O que se pede:
Reescreva todos os registros abaixo trocando "set a point on each instance" por "mark each instance with a point" e sem alterar mais nada. Por favor, deixe as imagens de fora da resposta.

[Linhas de um conjunto de dados de apontamento]
┄┄┄┄┄┄┄┄┄┄

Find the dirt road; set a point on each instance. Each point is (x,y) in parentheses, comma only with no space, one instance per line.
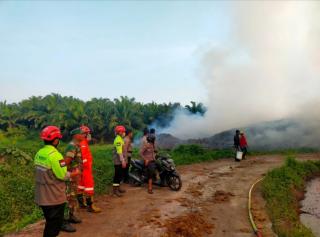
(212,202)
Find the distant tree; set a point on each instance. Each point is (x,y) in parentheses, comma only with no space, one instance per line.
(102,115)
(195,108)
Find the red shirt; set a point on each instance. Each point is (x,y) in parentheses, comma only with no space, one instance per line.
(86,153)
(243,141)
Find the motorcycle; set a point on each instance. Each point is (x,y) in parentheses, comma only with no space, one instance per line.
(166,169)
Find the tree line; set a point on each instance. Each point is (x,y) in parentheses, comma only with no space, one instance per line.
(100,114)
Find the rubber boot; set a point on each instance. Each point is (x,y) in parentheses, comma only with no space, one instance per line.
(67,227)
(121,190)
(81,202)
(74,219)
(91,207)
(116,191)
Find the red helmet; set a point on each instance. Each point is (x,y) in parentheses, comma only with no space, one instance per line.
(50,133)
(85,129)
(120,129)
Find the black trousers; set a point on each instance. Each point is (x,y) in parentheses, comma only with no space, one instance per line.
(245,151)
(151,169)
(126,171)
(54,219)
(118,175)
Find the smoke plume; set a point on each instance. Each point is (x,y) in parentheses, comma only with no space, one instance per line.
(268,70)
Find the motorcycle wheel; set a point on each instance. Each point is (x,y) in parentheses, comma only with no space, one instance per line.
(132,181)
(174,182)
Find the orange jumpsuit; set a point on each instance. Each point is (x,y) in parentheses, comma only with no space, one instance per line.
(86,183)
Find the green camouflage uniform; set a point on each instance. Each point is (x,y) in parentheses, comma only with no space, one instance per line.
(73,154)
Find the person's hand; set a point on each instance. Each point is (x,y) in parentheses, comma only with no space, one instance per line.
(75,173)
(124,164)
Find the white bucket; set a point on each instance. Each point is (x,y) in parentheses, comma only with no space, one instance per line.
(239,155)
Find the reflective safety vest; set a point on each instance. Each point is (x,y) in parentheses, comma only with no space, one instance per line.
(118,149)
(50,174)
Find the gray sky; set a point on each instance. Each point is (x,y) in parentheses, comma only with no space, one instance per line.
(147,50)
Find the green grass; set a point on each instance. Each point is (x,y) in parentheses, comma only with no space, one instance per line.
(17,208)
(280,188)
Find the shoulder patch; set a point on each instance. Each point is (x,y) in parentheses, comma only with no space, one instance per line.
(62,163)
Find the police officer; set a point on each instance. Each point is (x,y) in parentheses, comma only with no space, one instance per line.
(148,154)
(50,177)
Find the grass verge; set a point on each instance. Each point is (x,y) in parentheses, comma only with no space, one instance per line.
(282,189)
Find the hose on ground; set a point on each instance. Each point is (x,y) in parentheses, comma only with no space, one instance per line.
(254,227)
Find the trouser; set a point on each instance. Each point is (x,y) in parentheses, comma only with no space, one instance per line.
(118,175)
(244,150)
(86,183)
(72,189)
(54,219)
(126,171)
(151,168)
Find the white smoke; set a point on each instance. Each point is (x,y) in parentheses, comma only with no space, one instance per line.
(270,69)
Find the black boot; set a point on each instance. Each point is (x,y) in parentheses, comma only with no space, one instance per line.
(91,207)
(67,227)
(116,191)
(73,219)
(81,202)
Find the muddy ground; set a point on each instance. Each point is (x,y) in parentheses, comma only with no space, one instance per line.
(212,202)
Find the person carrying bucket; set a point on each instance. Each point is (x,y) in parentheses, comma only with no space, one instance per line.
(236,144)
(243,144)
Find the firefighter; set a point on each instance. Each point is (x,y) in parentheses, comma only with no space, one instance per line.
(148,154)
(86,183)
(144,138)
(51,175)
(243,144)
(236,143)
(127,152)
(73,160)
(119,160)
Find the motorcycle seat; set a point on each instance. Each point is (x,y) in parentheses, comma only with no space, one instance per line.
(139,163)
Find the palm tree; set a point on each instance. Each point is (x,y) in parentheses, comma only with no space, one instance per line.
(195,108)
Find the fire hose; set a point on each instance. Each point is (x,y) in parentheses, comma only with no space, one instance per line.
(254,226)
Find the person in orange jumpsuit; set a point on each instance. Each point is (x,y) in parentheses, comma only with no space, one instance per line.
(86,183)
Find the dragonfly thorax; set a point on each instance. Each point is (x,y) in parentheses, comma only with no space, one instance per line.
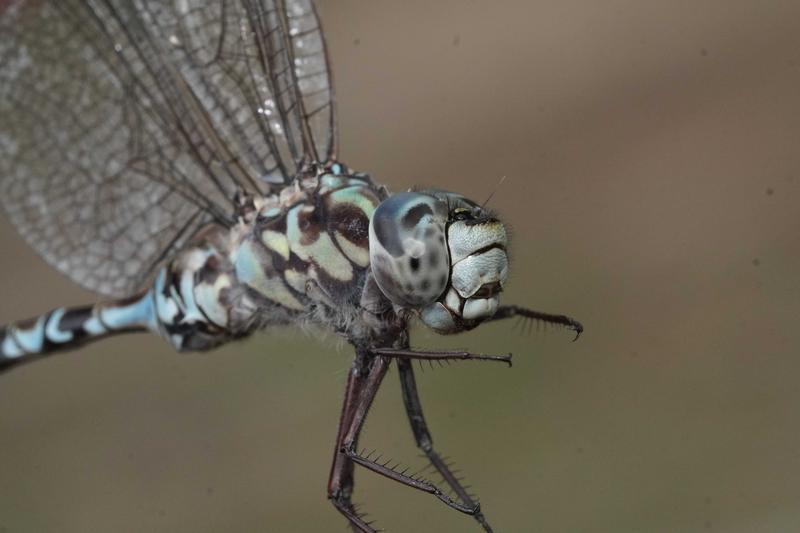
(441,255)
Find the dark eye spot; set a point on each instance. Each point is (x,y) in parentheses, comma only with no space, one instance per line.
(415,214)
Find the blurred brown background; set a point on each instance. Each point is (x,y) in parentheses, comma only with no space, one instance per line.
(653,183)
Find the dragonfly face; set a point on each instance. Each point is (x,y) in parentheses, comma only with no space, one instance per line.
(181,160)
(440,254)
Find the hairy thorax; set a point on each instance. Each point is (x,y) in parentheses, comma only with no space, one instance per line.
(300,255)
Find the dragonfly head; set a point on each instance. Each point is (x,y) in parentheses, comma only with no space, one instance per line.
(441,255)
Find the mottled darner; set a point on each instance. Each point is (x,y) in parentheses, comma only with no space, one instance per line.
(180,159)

┄┄┄┄┄┄┄┄┄┄

Resolução do problema:
Find the dirt road; mark each instance with a point. Each point is (x,y) in parentheses, comma only with no space, one instance per line.
(212,202)
Find the distant tree; mark each instance with a point. Each point is (x,y) in parentheses, comma only with no space, one instance per line.
(102,115)
(195,108)
Find the red shirt; mark each instance with a point. Each point is (x,y) in parentheses, comma only with no space, one instance per line.
(86,153)
(243,141)
Find the motorcycle; mark each instance with a point. Each point is (x,y) in parentheses, comma only with no space, one instance per line.
(166,169)
Find the tree line; mark each instance with a point. Each point is (x,y) in parentheses, comma only with no space, one instance per line.
(100,114)
Find the rubber boot; mark each instance with a point. Each point is (x,y) in parentheses, comma only with no space, one instance per line.
(67,227)
(121,190)
(81,202)
(74,219)
(91,207)
(116,191)
Find the red helmet; mark each instance with a point. Each point is (x,y) in parentheses, comma only with no space, one instance per line.
(50,133)
(85,129)
(120,129)
Find the black trousers; mark each instance with a point. Each point is (x,y) in parentheses, comma only with no space, one instance per line.
(245,151)
(151,169)
(126,171)
(54,219)
(118,175)
Find the smoke plume; mark each instance with a point. Each point is (x,y) in parentheses, comma only with no space, one instance per line.
(268,70)
Find the motorcycle wheel; mark each instance with a point. Each point is (x,y) in parentheses, comma only with no space, one instance per line.
(132,181)
(174,182)
Find the orange jumpsuit; mark each instance with a point. Each point is (x,y) in parentheses, comma only with no space, one instance per line.
(86,183)
Find the green camouflage uniform; mark each instance with a point. Each point is (x,y) in parentheses, comma only with no space, one instance per line.
(73,154)
Find the person's hand; mark each instance with a point. Each point is (x,y) in parentheses, comma only with no space, one instance per line.
(75,173)
(124,164)
Find the white bucket; mark each instance with a point. Each point is (x,y) in parentheses, comma only with no space, one instance per line.
(239,155)
Find the reflective safety vest; mark each instance with a point. Each point is (x,y) in parentheses, comma only with no space, one instance per line.
(118,149)
(50,174)
Find the gray sky; mark each instance with a point. Each point is (x,y) in parentheses, comma only with no space, one instance per line.
(147,50)
Find the green grass; mark each instance with a point. Each point is (x,y) in parentheses, comma only with no space, one instance per line.
(17,208)
(280,188)
Find the shoulder patch; mark each instance with a point. Each point is (x,y) in parentheses, comma only with no space, one instance per line.
(62,163)
Find the police officer; mark each instance with a point. Each point is (x,y) in parentheses, comma only with no space, one instance per line.
(148,154)
(50,177)
Find the grass verge; mark each instance with a point. Each point is (x,y) in parentheses, comma only with no space, one instance per line.
(282,189)
Find the hose on ground; mark each instance with a point. Each point is (x,y) in parentheses, comma only with no space, one instance per line.
(254,227)
Find the trouser; mark each instance with a point. Each point is (x,y) in parentheses, comma only with no space, one instance per line.
(118,175)
(244,150)
(86,183)
(72,189)
(54,219)
(126,171)
(151,168)
Find the white smoke; mark each instance with a point. Each point is (x,y) in parentheses, comma only with no space, one instance per line.
(270,69)
Find the black boot; mark each instance with a point. Each point is (x,y) in parentheses, comma only with no space, one instance per line.
(91,207)
(67,227)
(116,191)
(73,219)
(81,202)
Find the muddy ground; mark each instance with a point. Each point is (x,y) in parentheses, comma only with no space, one instance per line.
(212,202)
Find the person carrying bucket; mark each instance with a point. Each point is (x,y) in parentheses, comma only with no space, one instance per line.
(236,144)
(243,144)
Find the firefighter; mark each instance with a point. Each point is (x,y) in parentheses, comma only with no space, one instance per line.
(148,154)
(86,183)
(144,138)
(51,175)
(243,144)
(236,143)
(127,152)
(73,160)
(119,160)
Find the motorcycle seat; mark each instance with a point. Each point is (x,y) in parentheses, comma only with no space, one instance per line.
(139,163)
Find the palm tree; mark each instance with a point. Each point is (x,y) in parentheses, comma only with no space, one instance per line.
(195,108)
Find the fire hose; mark each instance with a point. Each point is (x,y) in parentheses, comma only with no space, one instance per line.
(254,226)
Find the person in orange jumpsuit; mark each instance with a point. Each point is (x,y) in parentheses, comma only with no space, one instance per line.
(86,183)
Find the dragonfly thorax; mark each instance with a point. Each point is (x,y) in parentheses, comma only with no space, one instance per line.
(441,255)
Find the dark eye spot; mark each instance with a point. Each point is (x,y) in parentheses, comma only with no space, one instance per line.
(415,214)
Find the blurred brown background; mark each instance with a point. Each point is (x,y) in parentheses, comma only with no space, one instance per line.
(653,183)
Find the dragonfly face; mark each instance with a point. Each point is (x,y) in parentheses, comma only with no space, one instance per line.
(181,160)
(440,254)
Find the hairy thorax; mark each instance with a point. Each point is (x,y) in parentheses, comma only with no space, one instance per line.
(300,255)
Find the dragonfly head; mark each instance with a point. Each point is (x,y) in parentheses, comma only with no space, one instance per line.
(441,255)
Find the mottled darner; mark each instance with a point. Each point is (x,y) in parentheses, comma only with no space, one instance per line.
(180,159)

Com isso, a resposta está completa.